* _Exercise 1_:
Pick out every line of the records that contains the string "localization", treating uppercase and lowercase as different.

* _Extract_:
-- start --

I usually say that if you can multiply and add, then you know the very essence of DSP
The rest is just elaborate arrangement of those operations.
Traditional characteristic of DSP processor has been indeed the capability to do efficient MAC operations, one MAC per machine cycle. Of course, to be able to sustain that, it is required in addition of 1-cycle multiplier-adder that next operands can be fetched simultaneously. Another thing is automatic saturation in aritmethic, so small overflows of accumulator cause just small clipping instead of wrapping over to opposite sign extreme (which would be disastrous in control applications). This requirement of operand fetches usually excludes Von Neumann-type architectures with one data and code memory (although there exists some kludges to make simultaneous accesses, like in TI DSP).
The first DSP chip I learned about was the Motorola (Now Freescale) DSP56002, where you could write the following assembly line which I think condenses the very essence of FIR-filter into one instruction:
mac x0, y0, a X:(r0)+,x0 y:(r4)+,y0
That performs quite many simultaneous operations in one machine cycle. First, it multiplies x0 and y0 registers and adds the result to the accumulator a. Second, it pre-fetches x0 and y0 from x and y data memories (yes, there were 3 independent memory spaces, code, X-data and Y-data). Third, it postincrements index registers r0 and r4 after the fetches, while taking care of the modulo (index registers reset back to buffer beginning automagically without separate if()'s). When combined with REP instruction (which repeated following instruction n times without any software loops), this makes very machine cycle efficient code. The whole FIR-filter could be written in, IIRC, 4 assembly instructions (excluding possible initializations). I wonder how you could achieve that in C without resorting to inline assembly. But in the other hand, it usually only makes sense to optimize the most time-intensive partitions of code and program rest in C.
dsPIC actually looks like that it has gotten some ideas from 56k, there are even x and y data spaces
Recently, I have done some experiments with Altera FPGA multipliers (3-way phase linear active crossover), and they make too quite nice platform to do these things, as FPGA is a parallel beast in nature, and many DSP operations parallelize easily.
Another other closely DSP-related area is digital control, especially advanced AC-motor control (like FOC) is very important nowadays to improve energy efficiency of motor drives. I believe that motor control applications is one of the most important application area of the dsPICs.
Regards,
Janne

-- end --

[Raw records]

-- start --

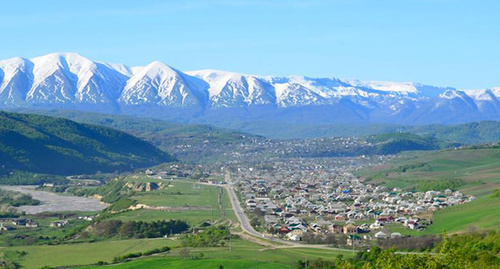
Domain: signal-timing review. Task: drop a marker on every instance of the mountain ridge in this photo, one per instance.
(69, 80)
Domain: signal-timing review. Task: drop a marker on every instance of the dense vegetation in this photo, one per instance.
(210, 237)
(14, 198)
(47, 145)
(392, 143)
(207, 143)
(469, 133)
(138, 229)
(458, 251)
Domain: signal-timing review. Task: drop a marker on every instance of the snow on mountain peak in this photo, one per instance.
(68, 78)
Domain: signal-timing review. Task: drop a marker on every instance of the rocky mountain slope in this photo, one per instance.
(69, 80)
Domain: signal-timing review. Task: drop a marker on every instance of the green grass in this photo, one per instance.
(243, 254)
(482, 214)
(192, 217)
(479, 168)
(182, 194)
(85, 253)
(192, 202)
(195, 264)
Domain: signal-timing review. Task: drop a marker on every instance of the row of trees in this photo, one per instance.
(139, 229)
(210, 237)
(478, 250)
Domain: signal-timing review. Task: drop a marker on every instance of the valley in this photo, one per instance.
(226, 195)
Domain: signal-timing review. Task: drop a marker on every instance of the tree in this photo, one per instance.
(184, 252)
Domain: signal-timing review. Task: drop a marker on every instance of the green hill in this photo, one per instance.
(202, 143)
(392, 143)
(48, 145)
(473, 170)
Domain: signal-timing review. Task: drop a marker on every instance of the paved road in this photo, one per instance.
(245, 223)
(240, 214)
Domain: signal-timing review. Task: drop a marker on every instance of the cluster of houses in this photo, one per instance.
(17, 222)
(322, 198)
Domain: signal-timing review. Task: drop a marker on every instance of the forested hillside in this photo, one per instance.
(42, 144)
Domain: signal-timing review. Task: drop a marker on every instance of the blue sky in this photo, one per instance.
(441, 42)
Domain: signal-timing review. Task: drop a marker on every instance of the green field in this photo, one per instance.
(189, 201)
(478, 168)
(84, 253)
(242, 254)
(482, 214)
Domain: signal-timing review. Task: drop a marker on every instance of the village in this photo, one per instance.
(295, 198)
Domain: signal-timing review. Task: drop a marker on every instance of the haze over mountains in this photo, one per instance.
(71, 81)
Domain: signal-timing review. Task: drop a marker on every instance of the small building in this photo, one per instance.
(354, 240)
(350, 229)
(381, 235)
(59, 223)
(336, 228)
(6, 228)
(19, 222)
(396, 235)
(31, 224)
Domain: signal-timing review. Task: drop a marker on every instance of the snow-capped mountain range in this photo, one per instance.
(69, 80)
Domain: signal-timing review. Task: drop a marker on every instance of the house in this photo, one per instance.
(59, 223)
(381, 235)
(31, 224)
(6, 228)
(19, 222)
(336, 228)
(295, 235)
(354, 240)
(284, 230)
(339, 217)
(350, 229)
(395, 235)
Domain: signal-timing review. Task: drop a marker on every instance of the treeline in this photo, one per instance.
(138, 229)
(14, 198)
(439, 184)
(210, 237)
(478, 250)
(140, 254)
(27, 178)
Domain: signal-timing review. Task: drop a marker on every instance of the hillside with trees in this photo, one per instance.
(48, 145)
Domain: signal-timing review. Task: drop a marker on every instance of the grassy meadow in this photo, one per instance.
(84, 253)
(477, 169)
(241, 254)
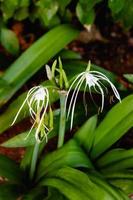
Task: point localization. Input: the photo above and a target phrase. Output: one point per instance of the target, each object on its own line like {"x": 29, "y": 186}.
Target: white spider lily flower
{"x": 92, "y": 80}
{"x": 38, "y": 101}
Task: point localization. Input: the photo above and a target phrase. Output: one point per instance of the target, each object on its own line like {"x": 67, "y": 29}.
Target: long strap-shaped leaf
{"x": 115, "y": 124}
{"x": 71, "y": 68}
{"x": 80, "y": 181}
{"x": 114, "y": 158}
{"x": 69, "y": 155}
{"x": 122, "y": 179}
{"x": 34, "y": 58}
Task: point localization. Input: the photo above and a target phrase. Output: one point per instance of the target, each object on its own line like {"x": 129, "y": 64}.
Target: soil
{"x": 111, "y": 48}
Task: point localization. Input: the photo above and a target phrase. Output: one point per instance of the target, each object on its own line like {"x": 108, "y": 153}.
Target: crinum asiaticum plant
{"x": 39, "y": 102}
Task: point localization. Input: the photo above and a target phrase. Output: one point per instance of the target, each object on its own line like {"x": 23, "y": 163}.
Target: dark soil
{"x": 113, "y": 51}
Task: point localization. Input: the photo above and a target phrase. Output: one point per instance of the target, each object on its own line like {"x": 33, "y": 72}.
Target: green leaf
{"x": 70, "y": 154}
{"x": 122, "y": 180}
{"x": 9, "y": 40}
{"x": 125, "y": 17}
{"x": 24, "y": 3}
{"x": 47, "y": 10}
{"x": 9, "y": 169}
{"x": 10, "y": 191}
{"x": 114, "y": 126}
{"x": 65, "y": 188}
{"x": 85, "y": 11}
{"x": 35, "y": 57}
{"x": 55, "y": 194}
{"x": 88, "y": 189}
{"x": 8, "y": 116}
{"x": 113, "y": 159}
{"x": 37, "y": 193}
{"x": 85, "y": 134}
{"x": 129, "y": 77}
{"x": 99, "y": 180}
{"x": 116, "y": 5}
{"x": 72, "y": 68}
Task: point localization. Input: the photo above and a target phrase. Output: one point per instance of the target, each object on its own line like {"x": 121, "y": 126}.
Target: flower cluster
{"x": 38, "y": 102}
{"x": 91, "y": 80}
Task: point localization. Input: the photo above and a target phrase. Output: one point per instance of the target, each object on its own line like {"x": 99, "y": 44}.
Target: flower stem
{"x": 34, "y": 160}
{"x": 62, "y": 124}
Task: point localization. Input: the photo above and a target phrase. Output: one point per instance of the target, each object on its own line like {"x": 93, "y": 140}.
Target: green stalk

-- end --

* _Exercise 2_:
Reproduce the DSP post beginning at the words "Another other closely" and stopping after "of the dsPICs.", but change "energy efficiency" to "power efficiency".

* _Exercise result 1_:
Task: point localization. Input: the photo above and a target phrase. Output: one point per instance of the target, each object on its own line like {"x": 29, "y": 186}.
Task: point localization. Input: the photo above and a target phrase. Output: one point per instance of the target, each object on its own line like {"x": 67, "y": 29}.
Task: point localization. Input: the photo above and a target phrase. Output: one point per instance of the target, each object on its own line like {"x": 129, "y": 64}.
Task: point localization. Input: the photo above and a target phrase. Output: one point per instance of the target, each object on its own line like {"x": 108, "y": 153}.
Task: point localization. Input: the photo above and a target phrase. Output: one point per instance of the target, each object on its own line like {"x": 23, "y": 163}.
Task: point localization. Input: the photo above and a target phrase. Output: one point per instance of the target, each object on its own line like {"x": 33, "y": 72}.
Task: point localization. Input: the photo above and a target phrase. Output: one point per instance of the target, each object on its own line like {"x": 121, "y": 126}.
Task: point localization. Input: the photo above and a target phrase. Output: one point per instance of the target, each object on its own line like {"x": 99, "y": 44}.
Task: point localization. Input: the photo above and a target phrase. Output: one point per instance of the target, each object on its own line like {"x": 93, "y": 140}.

* _Exercise result 2_:
Another other closely DSP-related area is digital control, especially advanced AC-motor control (like FOC) is very important nowadays to improve power efficiency of motor drives. I believe that motor control applications is one of the most important application area of the dsPICs.